PROMPT>
Restate the full set of records exactly, word for word.

** start RECORDS TO USE **

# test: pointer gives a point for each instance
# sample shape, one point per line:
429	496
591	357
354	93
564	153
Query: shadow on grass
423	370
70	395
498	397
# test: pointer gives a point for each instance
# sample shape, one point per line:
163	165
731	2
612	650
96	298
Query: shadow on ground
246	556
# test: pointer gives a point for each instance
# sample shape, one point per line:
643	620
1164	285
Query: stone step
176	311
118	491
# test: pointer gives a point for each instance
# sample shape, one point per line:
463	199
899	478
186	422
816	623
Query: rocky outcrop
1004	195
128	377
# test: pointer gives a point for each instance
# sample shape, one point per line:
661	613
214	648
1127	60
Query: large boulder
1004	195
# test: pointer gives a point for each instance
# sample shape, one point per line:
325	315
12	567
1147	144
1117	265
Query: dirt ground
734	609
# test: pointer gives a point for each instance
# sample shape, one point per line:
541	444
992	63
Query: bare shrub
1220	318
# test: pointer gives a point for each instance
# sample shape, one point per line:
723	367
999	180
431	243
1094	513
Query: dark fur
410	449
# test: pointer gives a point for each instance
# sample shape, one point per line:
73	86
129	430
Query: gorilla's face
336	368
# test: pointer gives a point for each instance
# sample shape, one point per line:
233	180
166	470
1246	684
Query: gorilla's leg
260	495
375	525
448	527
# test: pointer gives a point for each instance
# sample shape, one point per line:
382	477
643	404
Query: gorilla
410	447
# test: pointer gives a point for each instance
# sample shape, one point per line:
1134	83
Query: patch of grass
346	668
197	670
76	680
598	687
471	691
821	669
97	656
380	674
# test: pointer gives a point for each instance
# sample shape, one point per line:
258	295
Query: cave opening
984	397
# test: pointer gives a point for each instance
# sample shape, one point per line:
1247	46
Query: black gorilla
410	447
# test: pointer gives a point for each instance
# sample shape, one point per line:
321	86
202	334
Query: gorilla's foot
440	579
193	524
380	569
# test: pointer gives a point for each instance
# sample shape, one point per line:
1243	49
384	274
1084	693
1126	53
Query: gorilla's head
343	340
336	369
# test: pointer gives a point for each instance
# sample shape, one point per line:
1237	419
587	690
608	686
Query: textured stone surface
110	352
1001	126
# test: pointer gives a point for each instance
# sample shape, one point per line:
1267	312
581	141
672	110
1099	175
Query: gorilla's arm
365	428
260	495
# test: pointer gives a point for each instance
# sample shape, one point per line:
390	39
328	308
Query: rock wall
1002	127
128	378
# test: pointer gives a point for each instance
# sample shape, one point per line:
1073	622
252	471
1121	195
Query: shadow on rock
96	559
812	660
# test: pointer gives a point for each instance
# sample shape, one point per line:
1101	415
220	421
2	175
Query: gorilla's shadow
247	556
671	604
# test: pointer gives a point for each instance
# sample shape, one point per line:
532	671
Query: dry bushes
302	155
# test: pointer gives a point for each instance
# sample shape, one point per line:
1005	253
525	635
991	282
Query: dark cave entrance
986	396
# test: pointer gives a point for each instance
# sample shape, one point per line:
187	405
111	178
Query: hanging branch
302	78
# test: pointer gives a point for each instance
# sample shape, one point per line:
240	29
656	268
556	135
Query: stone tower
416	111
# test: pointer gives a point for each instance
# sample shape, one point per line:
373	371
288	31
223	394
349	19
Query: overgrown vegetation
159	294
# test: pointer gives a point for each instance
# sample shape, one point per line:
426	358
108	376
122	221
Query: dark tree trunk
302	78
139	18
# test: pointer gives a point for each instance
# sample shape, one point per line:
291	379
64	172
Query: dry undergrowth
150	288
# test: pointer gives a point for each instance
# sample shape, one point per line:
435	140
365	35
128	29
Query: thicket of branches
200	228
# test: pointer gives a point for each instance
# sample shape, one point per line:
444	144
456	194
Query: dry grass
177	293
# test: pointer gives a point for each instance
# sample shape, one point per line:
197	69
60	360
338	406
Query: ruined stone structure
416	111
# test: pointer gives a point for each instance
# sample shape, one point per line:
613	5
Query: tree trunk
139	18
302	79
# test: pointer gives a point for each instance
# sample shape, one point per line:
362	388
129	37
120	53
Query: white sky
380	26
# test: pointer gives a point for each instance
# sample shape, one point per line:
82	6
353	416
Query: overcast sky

** end RECORDS TO USE **

OUTPUT FOR THIS EXERCISE>
# test: pointer gives a point for each instance
# sample shape, one point per line:
429	496
591	357
354	93
564	153
Query: shadow on grass
423	370
70	395
498	397
# test: pointer gives a point for each instance
# sample shape, one point per line:
163	165
731	2
612	650
96	298
Query: shadow on ground
246	556
# test: pointer gives a point for each instance
# sample shape, one point per line:
643	620
1164	285
Query: stone step
176	311
118	491
# test: pointer gives a point for each instance
# sample shape, one point per line:
463	199
899	478
186	422
816	623
Query: rocky outcrop
1004	195
128	377
# test: pointer gives a point for each instance
# sample shape, one point per line:
661	613
214	648
1127	60
Query: large boulder
1004	195
# test: pointer gives a point for each instance
# sample shape, one point per line:
325	315
12	567
1147	144
1117	265
Query: dirt ground
734	609
# test: pointer gives a point for each instance
# sample shape, one point per line:
541	444
992	63
Query: bare shrub
1220	318
# test: pointer gives a point for each instance
# sample shape, one point per line:
723	367
999	180
431	243
1094	513
Query: dark fur
410	449
# test: pointer gives a point for each instance
# sample shape, one point per line:
73	86
129	430
Query: gorilla's face
336	368
# test: pointer gives a point for each instance
# sample shape, one point per line:
233	180
166	470
1246	684
Query: gorilla's leg
260	495
375	525
448	527
# test: pointer gives a point for each instance
# sample shape, one point per line:
382	477
643	404
Query: gorilla
410	447
# test: pointer gives a point for each instance
# sample shape, one point per line:
1134	83
Query: patch of grass
346	668
197	670
76	680
598	687
471	691
821	669
97	656
380	674
# test: pointer gives a point for each instance
# sample shape, one point per line:
258	295
Query: cave opening
984	397
# test: pointer gives a point for each instance
# sample shape, one point per line:
1247	46
Query: black gorilla
410	447
# test: pointer gives a point for each instance
# sample shape, one point per line:
321	86
202	334
Query: gorilla's foot
440	579
193	524
380	569
# test: pointer gives a point for each instance
# sample shape, one point per line:
1243	49
384	274
1084	693
1126	53
Query: gorilla's head
343	340
336	369
# test: pointer gives a point for each instance
# sample shape, one point per line:
1237	419
587	690
608	686
Query: textured stone surface
110	352
1001	126
# test: pointer gives a point for each instance
# sample shape, one point per line:
1267	312
581	141
672	110
1099	175
Query: gorilla's arm
365	428
260	495
# test: pointer gives a point for each instance
# sample shape, one point per line:
390	39
328	308
Query: rock wall
1002	127
128	378
# test: pointer gives a point for each instance
# sample shape, one point per line:
1073	622
252	471
1121	195
Query: shadow on rock
96	559
812	660
# test: pointer gives a point for each instance
# sample shape, one point per line:
1101	415
220	421
2	175
Query: gorilla's shadow
247	556
671	604
# test: pointer gives a point for each instance
# sample shape, one point per line:
532	671
Query: dry bushes
302	155
# test: pointer gives a point for each instance
# sample shape, one point per line:
1005	253
525	635
991	282
Query: dark cave entrance
986	396
# test: pointer gives a point for each instance
# sample shape, one point per line:
187	405
111	178
Query: hanging branch
302	78
# test: pointer gives a point for each instance
# sample shape, one point per line:
240	29
656	268
556	135
Query: stone tower
416	111
# test: pointer gives a point for each instance
# sample shape, one point per line:
373	371
288	31
223	394
349	19
Query: overgrown vegetation
159	294
# test: pointer gives a point for each instance
# sample shape, one point per line:
426	358
108	376
122	221
Query: dark tree trunk
302	78
139	18
# test: pointer gives a point for each instance
# sample shape, one point per line:
291	379
64	172
Query: dry undergrowth
150	288
# test: pointer gives a point for each instance
# sample shape, one point per line:
435	140
365	35
128	29
Query: thicket of branches
200	228
# test: pointer gives a point for each instance
# sample shape, one point per line:
444	144
456	194
Query: dry grass
177	293
# test: pointer gives a point for each instance
# sample shape, one point per line:
197	69
60	360
338	406
Query: ruined stone structure
416	111
# test: pointer gives a point for each instance
# sample shape, one point per line:
613	5
Query: tree trunk
139	18
302	79
# test: pointer gives a point for each instance
# sample shape, one point per line:
362	388
129	37
120	53
Query: white sky
380	26
# test: pointer gives a point for each instance
# sample shape, one point per line:
82	6
353	416
Query: overcast sky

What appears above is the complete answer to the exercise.